=== Extrait fourni ===

Plus positivement encore : l’Europe commence à représenter une protection, non plus contre des guerres intra-européennes, mais face à un monde extérieur hostile où dominent « démocratures » et nationalismes : la Chine, la Russie, et même les USA. Malheureusement, elle ne représente toujours pas une protection suffisante en matière sociale ni écologique, alors qu’elle est objectivement plus avancée sur ces deux chapitres que ses concurrents.
- L’échec du populisme de gauche
La victoire électorale du RN ne doit cacher ni une certaine érosion, en pourcentage (-1,5%), par rapport à l’élection de 2014, ni sa progression de centaines de milliers de voix (le nombre de votants ayant considérablement augmenté). Le RN, avec son discours sécuritaire, sa xénophobie et sa personnalisation, apparaît adéquat à sa propre base sociale : la classe ouvrière précarisée et la petite-bourgeoisie traditionnelle menacées par la mondialisation. Cette adéquation est appelée par la presse « populisme », qui fait sens quant au style de représentation politique. Mais c’est terriblement confusionniste quand « populisme » devient un euphémisme pour « extrémiste » et « anti-européen ». Telle est la manœuvre idéologique, promue par les macronistes, pour mettre RN et LFI dans le même panier. Ce qui est inadmissible.
La France Insoumise est « de gauche », en ce qu’elle anti-raciste, pour le progrès social et même, de plus en plus, du point de vue écologiste. Mais, comme le RN, comme E. Macron, comme la tête de liste de EELV Yannick Jadot, elle récuse l’appellation « de gauche », et affirme que l’opposition droite / gauche , celle du XXe siècle (disons : conservatisme social et libre entreprise contre libéralisme culturel et législation sociale) est dépassée. Mais par quoi ?

=== Jeu d'entrées ===

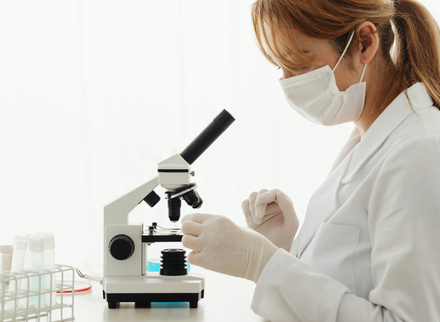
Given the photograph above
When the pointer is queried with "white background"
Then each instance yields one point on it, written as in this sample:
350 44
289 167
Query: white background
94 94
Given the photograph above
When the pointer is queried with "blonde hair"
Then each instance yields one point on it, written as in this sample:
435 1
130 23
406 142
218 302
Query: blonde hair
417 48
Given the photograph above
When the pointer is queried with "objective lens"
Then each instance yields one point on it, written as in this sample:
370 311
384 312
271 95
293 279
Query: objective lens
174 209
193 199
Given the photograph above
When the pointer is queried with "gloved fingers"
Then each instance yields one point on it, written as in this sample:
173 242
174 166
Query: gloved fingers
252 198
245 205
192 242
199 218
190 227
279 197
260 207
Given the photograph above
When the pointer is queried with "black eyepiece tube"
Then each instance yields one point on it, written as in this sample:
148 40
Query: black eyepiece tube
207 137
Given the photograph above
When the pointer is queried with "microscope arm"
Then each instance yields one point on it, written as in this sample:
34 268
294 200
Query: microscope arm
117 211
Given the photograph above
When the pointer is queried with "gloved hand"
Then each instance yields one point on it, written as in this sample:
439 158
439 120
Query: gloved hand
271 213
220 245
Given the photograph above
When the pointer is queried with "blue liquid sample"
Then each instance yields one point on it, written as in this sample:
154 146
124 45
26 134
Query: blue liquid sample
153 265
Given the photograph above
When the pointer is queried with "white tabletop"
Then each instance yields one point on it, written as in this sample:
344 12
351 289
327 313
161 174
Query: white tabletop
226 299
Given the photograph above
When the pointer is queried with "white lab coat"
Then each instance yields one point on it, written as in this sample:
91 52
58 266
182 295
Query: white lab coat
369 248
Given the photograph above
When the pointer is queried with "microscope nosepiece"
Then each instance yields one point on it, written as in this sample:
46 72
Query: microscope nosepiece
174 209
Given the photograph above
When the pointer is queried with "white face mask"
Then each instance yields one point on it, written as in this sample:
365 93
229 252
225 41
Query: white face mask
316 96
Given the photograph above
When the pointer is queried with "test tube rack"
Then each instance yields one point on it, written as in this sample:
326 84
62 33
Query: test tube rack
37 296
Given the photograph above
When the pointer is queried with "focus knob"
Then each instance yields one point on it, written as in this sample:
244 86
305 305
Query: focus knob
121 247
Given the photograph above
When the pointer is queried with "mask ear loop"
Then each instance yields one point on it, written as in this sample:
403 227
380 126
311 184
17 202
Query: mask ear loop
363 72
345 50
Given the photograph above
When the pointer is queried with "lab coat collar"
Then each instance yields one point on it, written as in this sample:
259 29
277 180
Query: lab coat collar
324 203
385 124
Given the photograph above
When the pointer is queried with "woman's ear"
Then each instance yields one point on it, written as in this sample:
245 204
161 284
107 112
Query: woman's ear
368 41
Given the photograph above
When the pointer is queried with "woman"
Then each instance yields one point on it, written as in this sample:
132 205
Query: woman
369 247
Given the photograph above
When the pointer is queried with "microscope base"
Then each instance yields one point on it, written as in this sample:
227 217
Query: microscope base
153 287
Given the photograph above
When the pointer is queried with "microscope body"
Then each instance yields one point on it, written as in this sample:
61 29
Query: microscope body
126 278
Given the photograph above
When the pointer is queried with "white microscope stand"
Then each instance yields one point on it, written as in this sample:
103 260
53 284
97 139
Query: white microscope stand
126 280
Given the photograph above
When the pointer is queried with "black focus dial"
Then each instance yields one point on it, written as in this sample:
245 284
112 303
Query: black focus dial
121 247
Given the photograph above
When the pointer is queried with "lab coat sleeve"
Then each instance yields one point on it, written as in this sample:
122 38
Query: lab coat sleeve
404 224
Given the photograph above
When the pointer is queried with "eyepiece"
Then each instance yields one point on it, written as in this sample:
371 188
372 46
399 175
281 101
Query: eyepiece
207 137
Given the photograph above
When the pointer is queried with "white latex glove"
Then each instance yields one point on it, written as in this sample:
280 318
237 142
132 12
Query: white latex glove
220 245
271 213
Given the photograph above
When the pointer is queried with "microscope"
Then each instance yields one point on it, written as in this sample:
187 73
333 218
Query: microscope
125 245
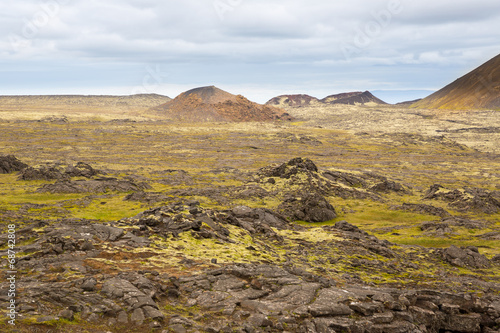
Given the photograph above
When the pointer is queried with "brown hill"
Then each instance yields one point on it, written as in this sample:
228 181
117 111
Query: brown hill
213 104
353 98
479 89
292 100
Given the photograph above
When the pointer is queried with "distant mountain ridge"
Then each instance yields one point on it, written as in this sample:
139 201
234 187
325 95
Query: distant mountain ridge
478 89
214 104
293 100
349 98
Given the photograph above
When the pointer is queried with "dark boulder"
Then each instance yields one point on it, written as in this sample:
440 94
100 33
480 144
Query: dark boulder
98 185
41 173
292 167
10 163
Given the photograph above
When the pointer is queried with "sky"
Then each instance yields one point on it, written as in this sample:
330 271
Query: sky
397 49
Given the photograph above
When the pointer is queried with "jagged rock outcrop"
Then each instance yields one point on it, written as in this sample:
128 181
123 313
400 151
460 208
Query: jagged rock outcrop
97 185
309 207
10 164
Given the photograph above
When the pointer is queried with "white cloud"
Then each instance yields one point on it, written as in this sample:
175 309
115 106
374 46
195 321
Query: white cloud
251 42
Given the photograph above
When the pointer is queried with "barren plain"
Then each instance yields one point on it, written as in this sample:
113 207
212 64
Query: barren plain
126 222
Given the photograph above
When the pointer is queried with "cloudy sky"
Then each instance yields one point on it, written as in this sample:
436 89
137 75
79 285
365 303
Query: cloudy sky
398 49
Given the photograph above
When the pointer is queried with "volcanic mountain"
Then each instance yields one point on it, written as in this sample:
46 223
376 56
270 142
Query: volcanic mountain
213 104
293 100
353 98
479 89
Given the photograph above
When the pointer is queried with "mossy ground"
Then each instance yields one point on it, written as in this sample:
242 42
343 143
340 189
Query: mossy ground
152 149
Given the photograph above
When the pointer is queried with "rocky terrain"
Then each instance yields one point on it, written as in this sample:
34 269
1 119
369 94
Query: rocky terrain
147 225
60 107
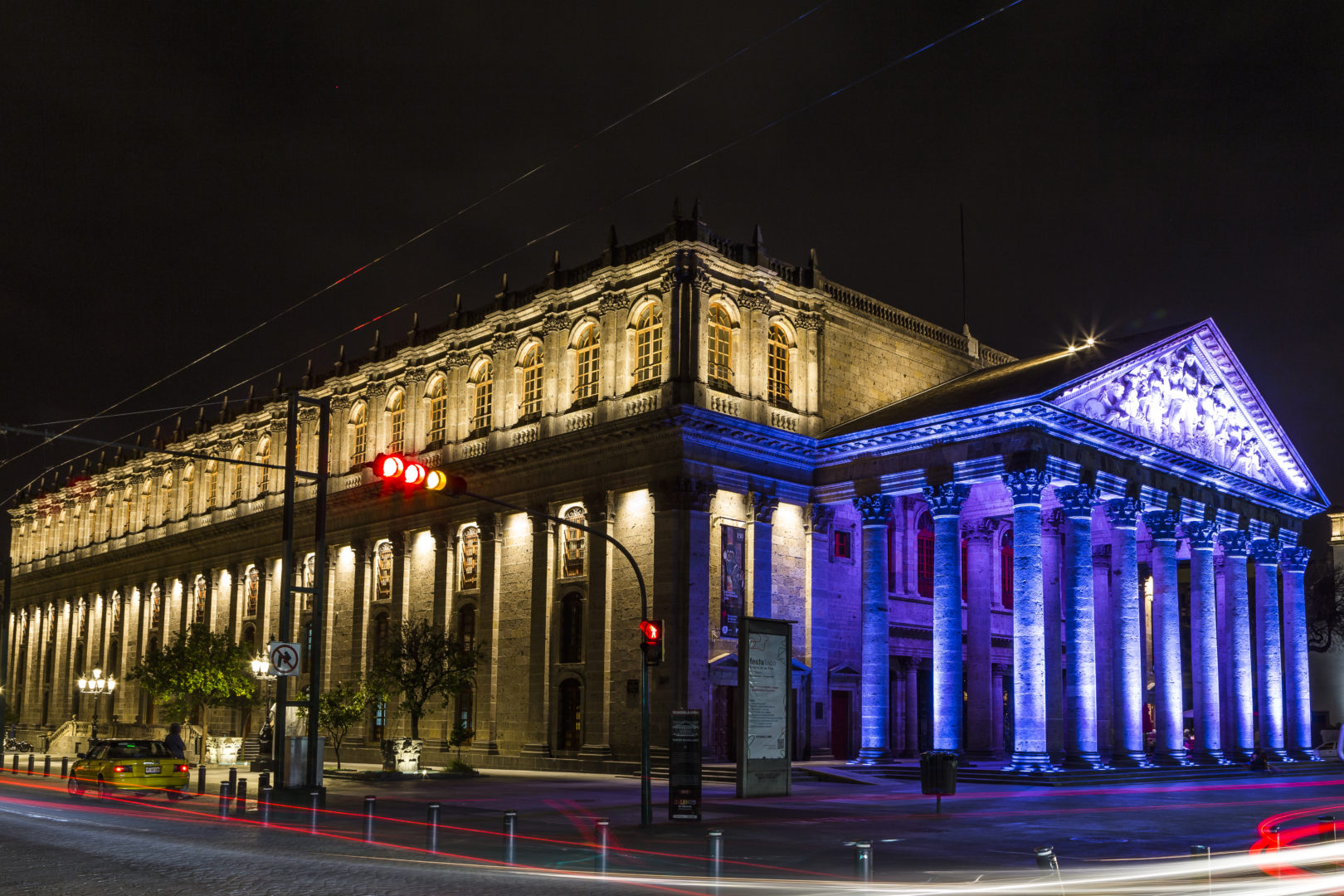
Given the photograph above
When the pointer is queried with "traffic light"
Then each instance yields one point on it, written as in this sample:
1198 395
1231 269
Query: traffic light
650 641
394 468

===

[Objectif]
D'après l'extrait fourni, quelle est la base sociale à laquelle le discours du RN apparaît adéquat ? Répondez en une phrase, s'il vous plaît.

[Solution complète]
La base sociale du RN est la classe ouvrière précarisée et la petite-bourgeoisie traditionnelle menacées par la mondialisation.